• _Supplied passage_
####################

Truncate and winsorize

In my opinion, the best Stata commands to do truncate and winsorize are truncateJ and winsorizeJ written by Judson Caskey. I will save time to explain why, but simply highly recommend his work. Please see his website here.

To install these two user-written commands, you can type:

net from https://sites.google.com/site/judsoncaskey/data
net install utilities.pkg

After the installation, you can type help truncateJ or help winsorizeJ to learn how to use these two commands.

Studentized residuals

The first step is to run a regression without specifying any vce parameter in Stata (i.e., not using robust or clustered error terms). Suppose the dependent variable is y, and independent variables are x1 and x2. The first step should look like this:

regress y x1 x2

Then, use the predict command:

predict rstu if e(sample), rstudent

If the absolute value of rstu exceed certain critical values, the data point will be considered as an outlier and be deleted from the final sample. Stata’s manual indicates that “studentized residuals can be interpreted as the t statistic for testing the significance of a dummy variable equal to 1 in the observation in question and 0 elsewhere. Such a dummy variable would effectively absorb the observation and so remove its influence in determining the other coefficients in the model.” To be honest, I do not fully understand this explanation, but since rstu is a t statistics, the critical value for a traditional significance level should be applied, for example, 1.96 (or 2) for 5% significance level. That’s why in literature we often see that data points with absolute values of studentized residuals greater than 2 will be deleted. Some papers use the critical value of 3, which corresponds to 0.27% significance level, and seems to me not very reasonable.

####################

• _What the task requires_
Copy out the Stata text on truncating, winsorizing, and studentized residuals word for word, from start to finish. The lines that follow have no connection to the Stata outlier-handling text.

• _Dataset content_
####################

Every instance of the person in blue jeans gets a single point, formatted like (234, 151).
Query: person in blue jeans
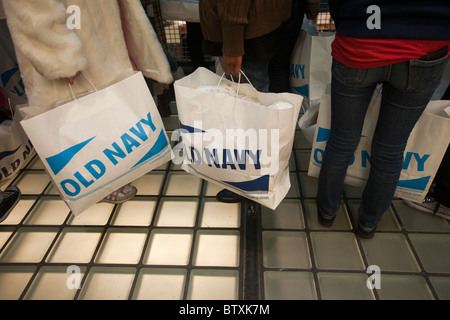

####################

• _Complete answer_
Truncate and winsorize

In my opinion, the best Stata commands to do truncate and winsorize are truncateJ and winsorizeJ written by Judson Caskey. I will save time to explain why, but simply highly recommend his work. Please see his website here.

To install these two user-written commands, you can type:

net from https://sites.google.com/site/judsoncaskey/data
net install utilities.pkg

After the installation, you can type help truncateJ or help winsorizeJ to learn how to use these two commands.

Studentized residuals

The first step is to run a regression without specifying any vce parameter in Stata (i.e., not using robust or clustered error terms). Suppose the dependent variable is y, and independent variables are x1 and x2. The first step should look like this:

regress y x1 x2

Then, use the predict command:

predict rstu if e(sample), rstudent

If the absolute value of rstu exceed certain critical values, the data point will be considered as an outlier and be deleted from the final sample. Stata’s manual indicates that “studentized residuals can be interpreted as the t statistic for testing the significance of a dummy variable equal to 1 in the observation in question and 0 elsewhere. Such a dummy variable would effectively absorb the observation and so remove its influence in determining the other coefficients in the model.” To be honest, I do not fully understand this explanation, but since rstu is a t statistics, the critical value for a traditional significance level should be applied, for example, 1.96 (or 2) for 5% significance level. That’s why in literature we often see that data points with absolute values of studentized residuals greater than 2 will be deleted. Some papers use the critical value of 3, which corresponds to 0.27% significance level, and seems to me not very reasonable.